## Start EXTRACTED RECORDS
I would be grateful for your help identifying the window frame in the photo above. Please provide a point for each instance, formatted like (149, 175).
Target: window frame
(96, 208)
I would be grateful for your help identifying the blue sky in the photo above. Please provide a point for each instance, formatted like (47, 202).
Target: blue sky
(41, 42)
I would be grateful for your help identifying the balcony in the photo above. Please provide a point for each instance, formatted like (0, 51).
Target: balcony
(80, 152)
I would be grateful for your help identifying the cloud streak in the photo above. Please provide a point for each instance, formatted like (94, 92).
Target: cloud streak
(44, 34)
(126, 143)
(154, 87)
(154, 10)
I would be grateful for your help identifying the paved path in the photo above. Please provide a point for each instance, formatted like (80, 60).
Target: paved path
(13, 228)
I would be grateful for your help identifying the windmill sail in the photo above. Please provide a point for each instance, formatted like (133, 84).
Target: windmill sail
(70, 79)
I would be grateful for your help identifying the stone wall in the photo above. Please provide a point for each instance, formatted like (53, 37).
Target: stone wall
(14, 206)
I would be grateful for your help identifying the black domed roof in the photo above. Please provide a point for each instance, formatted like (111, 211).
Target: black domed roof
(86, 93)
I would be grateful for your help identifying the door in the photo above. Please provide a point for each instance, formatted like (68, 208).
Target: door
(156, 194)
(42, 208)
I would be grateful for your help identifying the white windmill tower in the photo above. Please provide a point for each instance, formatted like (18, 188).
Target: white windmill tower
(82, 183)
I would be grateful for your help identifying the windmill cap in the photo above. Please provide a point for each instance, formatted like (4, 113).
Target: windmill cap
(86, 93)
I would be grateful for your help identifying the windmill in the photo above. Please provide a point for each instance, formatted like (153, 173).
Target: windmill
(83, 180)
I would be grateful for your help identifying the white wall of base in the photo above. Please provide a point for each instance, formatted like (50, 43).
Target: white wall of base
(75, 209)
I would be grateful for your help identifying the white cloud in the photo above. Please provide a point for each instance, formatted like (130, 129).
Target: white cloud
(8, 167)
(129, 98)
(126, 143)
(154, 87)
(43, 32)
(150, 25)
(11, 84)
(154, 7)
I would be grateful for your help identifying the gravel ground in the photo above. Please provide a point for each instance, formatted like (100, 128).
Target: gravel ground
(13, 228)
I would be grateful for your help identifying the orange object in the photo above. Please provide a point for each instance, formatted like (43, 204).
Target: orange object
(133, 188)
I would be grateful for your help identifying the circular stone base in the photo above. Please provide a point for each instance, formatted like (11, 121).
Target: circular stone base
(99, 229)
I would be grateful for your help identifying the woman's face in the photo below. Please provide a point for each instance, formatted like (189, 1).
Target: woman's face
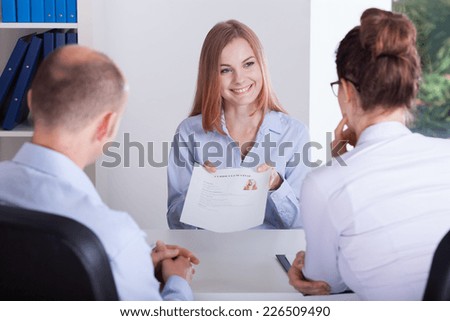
(240, 74)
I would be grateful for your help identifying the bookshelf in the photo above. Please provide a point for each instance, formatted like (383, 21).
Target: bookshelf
(12, 140)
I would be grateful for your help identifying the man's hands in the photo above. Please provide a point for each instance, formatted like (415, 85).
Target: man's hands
(275, 178)
(298, 281)
(171, 260)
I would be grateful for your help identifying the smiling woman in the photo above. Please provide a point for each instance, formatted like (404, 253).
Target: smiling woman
(234, 103)
(157, 43)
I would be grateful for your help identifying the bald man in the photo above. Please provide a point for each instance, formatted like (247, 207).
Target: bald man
(77, 99)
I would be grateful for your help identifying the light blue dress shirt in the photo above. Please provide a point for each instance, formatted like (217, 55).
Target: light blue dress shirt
(281, 141)
(45, 180)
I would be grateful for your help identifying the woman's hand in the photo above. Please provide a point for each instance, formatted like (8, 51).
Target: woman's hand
(342, 137)
(275, 178)
(210, 168)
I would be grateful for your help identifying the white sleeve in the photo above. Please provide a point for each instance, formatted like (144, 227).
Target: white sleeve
(322, 238)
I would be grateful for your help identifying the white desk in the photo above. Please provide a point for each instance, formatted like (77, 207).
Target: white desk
(242, 265)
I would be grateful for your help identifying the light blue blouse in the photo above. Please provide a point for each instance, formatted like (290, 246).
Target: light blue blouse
(281, 142)
(45, 180)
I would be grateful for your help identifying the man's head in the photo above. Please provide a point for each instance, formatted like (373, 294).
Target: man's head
(77, 98)
(74, 85)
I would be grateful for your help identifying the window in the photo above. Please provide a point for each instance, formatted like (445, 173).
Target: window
(432, 20)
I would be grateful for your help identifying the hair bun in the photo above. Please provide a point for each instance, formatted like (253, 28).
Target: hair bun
(387, 34)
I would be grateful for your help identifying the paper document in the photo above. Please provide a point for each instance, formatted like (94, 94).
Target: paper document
(228, 200)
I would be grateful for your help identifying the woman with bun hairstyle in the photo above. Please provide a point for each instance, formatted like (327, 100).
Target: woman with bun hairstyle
(373, 225)
(236, 121)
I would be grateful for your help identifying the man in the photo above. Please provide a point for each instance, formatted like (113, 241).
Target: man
(77, 99)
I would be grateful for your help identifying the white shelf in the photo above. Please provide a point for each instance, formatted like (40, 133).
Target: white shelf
(38, 25)
(22, 130)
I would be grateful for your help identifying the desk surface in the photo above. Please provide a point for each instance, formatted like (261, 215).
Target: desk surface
(241, 265)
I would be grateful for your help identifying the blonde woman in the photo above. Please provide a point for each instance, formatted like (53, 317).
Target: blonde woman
(236, 121)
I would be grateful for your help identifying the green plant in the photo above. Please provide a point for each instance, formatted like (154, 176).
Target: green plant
(432, 21)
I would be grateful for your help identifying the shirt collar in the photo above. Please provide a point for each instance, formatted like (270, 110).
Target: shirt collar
(382, 131)
(55, 164)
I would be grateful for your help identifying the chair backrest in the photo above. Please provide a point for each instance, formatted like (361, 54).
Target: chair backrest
(49, 257)
(438, 284)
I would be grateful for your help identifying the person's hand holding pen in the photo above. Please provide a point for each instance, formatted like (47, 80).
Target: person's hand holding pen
(162, 252)
(343, 135)
(298, 281)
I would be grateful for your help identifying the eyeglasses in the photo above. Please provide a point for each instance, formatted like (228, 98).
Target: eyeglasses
(335, 86)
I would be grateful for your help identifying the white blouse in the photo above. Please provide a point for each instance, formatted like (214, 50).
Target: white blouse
(374, 224)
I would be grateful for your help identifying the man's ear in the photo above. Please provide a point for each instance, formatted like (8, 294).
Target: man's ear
(29, 95)
(106, 125)
(348, 90)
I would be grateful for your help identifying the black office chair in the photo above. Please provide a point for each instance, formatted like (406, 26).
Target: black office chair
(50, 257)
(438, 284)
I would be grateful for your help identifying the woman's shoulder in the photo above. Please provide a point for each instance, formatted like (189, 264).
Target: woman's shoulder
(191, 124)
(288, 122)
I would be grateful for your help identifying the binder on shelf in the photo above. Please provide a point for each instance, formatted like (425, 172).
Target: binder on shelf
(9, 74)
(49, 11)
(60, 38)
(71, 7)
(48, 43)
(23, 11)
(60, 10)
(71, 37)
(18, 110)
(37, 11)
(9, 12)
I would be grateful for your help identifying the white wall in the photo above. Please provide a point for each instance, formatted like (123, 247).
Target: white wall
(157, 44)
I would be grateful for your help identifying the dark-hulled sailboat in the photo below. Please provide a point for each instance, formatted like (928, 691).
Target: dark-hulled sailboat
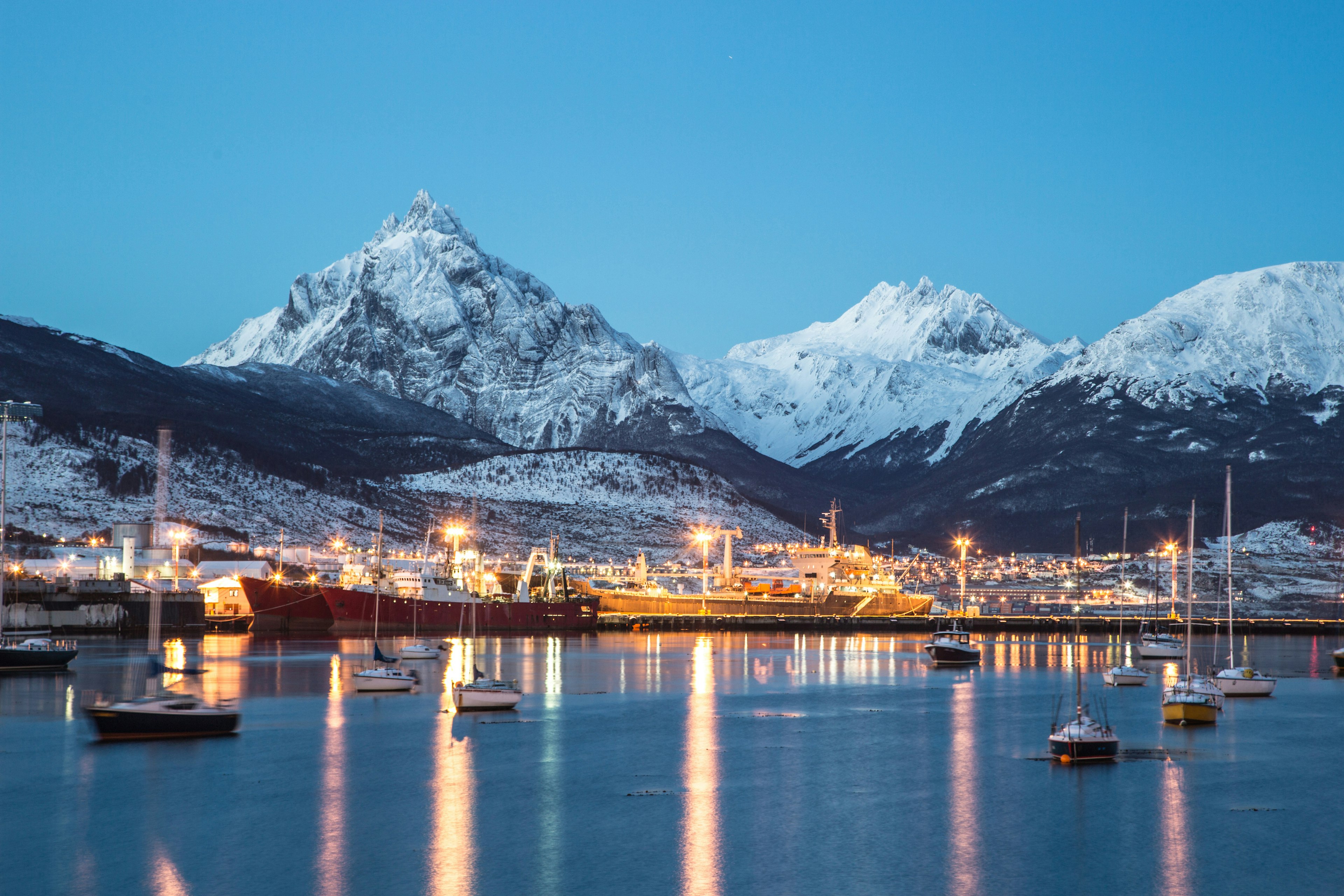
(1081, 739)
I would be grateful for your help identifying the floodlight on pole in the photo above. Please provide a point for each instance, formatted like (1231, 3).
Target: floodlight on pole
(8, 412)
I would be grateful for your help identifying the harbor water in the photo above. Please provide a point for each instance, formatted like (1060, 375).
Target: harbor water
(766, 763)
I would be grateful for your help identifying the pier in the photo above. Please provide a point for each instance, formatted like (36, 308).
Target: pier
(1045, 624)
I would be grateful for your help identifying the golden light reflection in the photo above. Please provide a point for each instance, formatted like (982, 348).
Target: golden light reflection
(451, 858)
(1174, 856)
(963, 824)
(175, 657)
(331, 827)
(164, 878)
(701, 778)
(553, 664)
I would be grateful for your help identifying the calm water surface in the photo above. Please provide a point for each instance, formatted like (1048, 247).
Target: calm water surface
(672, 763)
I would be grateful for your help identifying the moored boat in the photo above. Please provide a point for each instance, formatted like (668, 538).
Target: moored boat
(1244, 681)
(1123, 676)
(1186, 707)
(37, 653)
(385, 679)
(487, 694)
(162, 716)
(952, 648)
(1084, 739)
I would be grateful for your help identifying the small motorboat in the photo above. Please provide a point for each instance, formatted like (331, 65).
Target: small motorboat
(1084, 739)
(1184, 706)
(952, 648)
(1244, 681)
(1160, 647)
(162, 716)
(487, 694)
(38, 653)
(1120, 676)
(385, 679)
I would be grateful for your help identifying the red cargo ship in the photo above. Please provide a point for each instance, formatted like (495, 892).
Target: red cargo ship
(287, 608)
(354, 614)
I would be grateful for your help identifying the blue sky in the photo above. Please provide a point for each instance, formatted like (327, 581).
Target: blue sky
(702, 174)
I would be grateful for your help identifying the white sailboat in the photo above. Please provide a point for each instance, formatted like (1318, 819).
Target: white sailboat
## End EXTRACTED RECORDS
#### EXERCISE PROMPT
Please copy out the material again from the line containing "I would be grateful for your help identifying the white blouse" through the line containing "(1081, 739)", both included, adding 85 to each value in the answer coordinates. Omit the pictures.

#### THE REPLY
I would be grateful for your help identifying the white blouse in the photo above. Please provide a point for each instance, formatted like (214, 50).
Target: white blouse
(459, 309)
I would be grateful for your help identifying the man's ear in the photo above. Please provide a point for each instance, formatted like (8, 294).
Target: man's ear
(114, 180)
(191, 210)
(433, 175)
I would be grateful for your help identifying the black office chair in the photo above. Please provide a point for each instance, formatted like (406, 26).
Target: black office chair
(135, 342)
(523, 369)
I would be grateful for your help identifying the woman's shoulder in the photo above. Please provide a point for each instance, formatted like (189, 264).
Target: woman's shoulder
(276, 209)
(373, 207)
I would be grateful for your help identifying the binder on shelf in the photo above. Please provide a point for each instance, formatted like (425, 172).
Target: binder on shelf
(94, 159)
(134, 96)
(145, 123)
(156, 92)
(133, 128)
(108, 96)
(145, 95)
(156, 122)
(103, 195)
(122, 96)
(94, 97)
I would be grateful for your help identifying the white wall in the photo above. Please provide a point for each instance, formatted like (123, 247).
Target: white wall
(242, 129)
I would be grateful for your help identifying the dark-hulled sailboat in the photo below. Please provide a point for each instance, formatted like (928, 691).
Target: dark-hulled sailboat
(1166, 824)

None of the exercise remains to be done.